→ **What the exercise asks**: Please render the lines from the one containing "the stone step" through the one containing "x=599, y=68" as a Markdown table with the columns No. and Line, numbering each row and leaving out blank lines.

+ + + + +

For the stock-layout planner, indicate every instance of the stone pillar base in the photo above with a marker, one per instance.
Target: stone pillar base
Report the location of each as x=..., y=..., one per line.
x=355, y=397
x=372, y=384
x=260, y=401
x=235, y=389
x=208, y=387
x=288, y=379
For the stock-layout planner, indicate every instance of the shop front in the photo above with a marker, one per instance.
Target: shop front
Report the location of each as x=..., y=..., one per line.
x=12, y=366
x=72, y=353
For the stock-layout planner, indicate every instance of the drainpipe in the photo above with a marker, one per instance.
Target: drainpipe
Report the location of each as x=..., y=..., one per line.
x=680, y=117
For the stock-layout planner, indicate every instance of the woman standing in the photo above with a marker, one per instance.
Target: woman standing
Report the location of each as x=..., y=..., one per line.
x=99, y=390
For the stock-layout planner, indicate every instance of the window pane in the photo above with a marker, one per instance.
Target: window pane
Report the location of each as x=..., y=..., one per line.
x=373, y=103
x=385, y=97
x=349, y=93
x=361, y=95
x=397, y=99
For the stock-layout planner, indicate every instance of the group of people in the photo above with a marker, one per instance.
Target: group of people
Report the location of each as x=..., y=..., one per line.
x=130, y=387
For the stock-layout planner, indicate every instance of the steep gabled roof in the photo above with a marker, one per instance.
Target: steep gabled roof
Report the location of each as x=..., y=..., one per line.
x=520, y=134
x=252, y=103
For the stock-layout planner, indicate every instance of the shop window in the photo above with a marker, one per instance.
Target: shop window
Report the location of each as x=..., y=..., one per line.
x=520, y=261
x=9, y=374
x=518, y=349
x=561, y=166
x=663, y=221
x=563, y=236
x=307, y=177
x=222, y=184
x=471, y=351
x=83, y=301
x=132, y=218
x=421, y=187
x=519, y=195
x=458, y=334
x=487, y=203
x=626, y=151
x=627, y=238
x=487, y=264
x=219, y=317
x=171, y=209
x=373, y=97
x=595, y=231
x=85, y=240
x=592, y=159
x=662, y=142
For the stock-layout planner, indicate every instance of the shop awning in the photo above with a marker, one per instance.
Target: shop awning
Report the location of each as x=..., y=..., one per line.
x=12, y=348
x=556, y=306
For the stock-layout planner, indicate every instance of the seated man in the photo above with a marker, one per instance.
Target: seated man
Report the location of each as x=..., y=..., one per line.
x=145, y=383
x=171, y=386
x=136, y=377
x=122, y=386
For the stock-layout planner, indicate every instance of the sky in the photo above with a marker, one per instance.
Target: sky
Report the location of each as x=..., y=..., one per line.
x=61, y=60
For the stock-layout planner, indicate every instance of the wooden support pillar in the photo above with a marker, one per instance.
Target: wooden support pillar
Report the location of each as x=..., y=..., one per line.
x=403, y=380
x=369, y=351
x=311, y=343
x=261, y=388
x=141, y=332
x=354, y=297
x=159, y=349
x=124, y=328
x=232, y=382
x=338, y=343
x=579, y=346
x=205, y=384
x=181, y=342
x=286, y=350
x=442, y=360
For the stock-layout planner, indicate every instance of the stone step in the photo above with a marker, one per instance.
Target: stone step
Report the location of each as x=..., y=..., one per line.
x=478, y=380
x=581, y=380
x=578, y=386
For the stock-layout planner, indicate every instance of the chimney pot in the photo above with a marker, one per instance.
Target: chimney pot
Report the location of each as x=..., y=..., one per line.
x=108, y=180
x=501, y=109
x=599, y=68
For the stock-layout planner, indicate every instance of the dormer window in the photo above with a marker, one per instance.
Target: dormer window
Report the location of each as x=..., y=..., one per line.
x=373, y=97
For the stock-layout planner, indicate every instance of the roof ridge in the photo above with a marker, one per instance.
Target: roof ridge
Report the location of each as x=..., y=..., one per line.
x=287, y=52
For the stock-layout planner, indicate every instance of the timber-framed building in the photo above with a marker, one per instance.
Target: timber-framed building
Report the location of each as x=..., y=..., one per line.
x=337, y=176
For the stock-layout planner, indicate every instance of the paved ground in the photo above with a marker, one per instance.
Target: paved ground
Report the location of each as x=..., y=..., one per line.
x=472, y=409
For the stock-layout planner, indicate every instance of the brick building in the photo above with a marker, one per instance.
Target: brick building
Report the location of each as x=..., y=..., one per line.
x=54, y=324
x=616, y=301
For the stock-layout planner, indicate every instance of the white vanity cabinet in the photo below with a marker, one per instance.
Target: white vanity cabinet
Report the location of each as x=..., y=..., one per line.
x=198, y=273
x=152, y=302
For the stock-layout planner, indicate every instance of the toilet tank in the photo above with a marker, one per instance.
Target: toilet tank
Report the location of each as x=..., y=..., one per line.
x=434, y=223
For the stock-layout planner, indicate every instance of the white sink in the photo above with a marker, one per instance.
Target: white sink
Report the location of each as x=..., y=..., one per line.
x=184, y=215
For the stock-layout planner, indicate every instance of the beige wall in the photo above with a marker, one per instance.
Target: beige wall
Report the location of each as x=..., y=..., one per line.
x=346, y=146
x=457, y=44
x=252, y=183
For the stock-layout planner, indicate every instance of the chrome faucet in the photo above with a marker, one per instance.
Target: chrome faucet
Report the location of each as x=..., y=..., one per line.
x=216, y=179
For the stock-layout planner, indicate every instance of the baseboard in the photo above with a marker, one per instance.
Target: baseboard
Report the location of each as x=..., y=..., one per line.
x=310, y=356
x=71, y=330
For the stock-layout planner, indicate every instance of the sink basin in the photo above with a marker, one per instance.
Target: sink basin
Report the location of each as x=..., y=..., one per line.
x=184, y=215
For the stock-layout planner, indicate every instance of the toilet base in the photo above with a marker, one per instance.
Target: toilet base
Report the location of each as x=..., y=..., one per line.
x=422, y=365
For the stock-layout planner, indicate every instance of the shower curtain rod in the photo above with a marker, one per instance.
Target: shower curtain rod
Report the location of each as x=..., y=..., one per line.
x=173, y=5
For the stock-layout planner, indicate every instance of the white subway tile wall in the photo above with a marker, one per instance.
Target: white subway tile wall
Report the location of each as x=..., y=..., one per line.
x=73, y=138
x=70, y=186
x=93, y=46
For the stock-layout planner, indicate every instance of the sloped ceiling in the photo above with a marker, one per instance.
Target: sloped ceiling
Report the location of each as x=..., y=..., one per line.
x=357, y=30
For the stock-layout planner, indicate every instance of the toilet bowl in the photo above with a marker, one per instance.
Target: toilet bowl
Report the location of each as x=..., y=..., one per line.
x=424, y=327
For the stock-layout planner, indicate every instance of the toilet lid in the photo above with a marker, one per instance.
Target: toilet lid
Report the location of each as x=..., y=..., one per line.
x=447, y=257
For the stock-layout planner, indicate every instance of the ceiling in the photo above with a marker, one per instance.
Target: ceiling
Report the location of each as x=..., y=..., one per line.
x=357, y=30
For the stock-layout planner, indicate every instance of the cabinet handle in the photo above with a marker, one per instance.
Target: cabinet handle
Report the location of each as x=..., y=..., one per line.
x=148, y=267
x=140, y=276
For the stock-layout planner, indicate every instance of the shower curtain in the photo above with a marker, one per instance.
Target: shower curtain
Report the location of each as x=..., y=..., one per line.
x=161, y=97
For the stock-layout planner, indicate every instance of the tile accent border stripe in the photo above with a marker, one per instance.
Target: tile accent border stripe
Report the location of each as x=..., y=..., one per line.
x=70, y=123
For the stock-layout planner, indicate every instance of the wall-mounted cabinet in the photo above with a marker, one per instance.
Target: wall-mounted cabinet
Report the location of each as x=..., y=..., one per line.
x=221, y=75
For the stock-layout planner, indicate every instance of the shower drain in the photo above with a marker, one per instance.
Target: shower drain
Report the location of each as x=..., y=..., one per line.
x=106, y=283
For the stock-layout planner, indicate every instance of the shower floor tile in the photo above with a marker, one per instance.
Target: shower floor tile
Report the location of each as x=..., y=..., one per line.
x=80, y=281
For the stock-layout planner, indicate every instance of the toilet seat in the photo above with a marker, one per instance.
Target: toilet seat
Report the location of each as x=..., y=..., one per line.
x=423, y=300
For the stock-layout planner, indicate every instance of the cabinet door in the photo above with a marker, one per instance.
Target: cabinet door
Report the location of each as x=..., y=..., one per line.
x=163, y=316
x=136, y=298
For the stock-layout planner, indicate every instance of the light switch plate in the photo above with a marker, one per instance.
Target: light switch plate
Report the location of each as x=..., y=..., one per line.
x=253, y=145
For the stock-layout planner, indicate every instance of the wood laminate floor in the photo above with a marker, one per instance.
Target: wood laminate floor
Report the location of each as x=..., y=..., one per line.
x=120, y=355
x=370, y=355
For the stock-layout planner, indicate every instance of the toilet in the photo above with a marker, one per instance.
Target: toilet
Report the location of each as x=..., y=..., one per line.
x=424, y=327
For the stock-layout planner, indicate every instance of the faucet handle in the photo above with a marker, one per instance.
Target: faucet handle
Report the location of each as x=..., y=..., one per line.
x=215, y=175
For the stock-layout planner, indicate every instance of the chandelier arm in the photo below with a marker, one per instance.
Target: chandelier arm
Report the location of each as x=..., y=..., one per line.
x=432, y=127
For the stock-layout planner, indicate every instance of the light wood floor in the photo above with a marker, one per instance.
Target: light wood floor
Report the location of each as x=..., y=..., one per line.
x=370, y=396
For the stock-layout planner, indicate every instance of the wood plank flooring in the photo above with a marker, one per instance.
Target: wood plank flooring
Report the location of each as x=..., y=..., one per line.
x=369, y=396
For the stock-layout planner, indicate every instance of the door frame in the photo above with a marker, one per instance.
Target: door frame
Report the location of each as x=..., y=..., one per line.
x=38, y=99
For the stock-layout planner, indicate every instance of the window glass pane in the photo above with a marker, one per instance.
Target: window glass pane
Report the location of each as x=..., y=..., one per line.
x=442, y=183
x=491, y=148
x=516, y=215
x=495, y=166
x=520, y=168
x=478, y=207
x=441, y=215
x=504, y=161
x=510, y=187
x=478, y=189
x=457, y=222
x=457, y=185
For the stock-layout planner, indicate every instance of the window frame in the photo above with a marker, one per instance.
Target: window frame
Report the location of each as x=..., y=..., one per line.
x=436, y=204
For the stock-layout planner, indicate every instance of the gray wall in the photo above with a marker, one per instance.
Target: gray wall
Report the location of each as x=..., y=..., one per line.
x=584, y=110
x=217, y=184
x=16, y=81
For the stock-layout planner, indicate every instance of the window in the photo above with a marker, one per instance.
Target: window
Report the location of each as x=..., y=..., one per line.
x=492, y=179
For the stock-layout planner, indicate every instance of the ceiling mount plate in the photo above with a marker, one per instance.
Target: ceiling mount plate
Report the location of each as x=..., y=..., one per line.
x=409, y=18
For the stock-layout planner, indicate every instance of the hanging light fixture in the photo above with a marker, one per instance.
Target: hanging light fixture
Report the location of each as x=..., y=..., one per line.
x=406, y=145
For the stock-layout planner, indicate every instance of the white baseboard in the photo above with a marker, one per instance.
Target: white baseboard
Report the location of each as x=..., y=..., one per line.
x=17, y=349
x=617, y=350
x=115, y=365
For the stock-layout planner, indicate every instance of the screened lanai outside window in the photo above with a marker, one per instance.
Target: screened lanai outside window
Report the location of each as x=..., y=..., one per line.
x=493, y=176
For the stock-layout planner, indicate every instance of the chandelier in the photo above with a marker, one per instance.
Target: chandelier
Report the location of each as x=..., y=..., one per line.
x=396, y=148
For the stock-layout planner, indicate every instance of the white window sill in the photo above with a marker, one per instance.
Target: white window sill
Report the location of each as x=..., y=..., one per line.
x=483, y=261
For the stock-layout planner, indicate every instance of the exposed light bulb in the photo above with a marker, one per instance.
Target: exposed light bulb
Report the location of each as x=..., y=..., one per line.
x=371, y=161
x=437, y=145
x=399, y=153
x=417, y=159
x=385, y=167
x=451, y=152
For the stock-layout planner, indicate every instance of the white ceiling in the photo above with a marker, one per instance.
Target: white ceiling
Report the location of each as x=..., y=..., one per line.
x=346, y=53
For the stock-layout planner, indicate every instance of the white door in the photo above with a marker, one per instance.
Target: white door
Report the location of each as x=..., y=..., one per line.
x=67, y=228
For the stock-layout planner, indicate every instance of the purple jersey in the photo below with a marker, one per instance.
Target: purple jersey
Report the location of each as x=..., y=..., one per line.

+ + + + +

→ **Completed task**:
| No. | Line |
|---|---|
| 1 | For the stock-layout planner, indicate every instance of the stone step in the photo above with a marker, one per instance. |
| 2 | Target: stone step |
| 3 | Report the location of each as x=..., y=..., one per line. |
| 4 | x=478, y=380 |
| 5 | x=581, y=380 |
| 6 | x=578, y=386 |
| 7 | For the stock-layout planner, indicate every instance of the chimney pot in the photo above with a marker, one per instance. |
| 8 | Target: chimney pot |
| 9 | Report the location of each as x=..., y=..., one per line. |
| 10 | x=108, y=180 |
| 11 | x=501, y=109 |
| 12 | x=599, y=68 |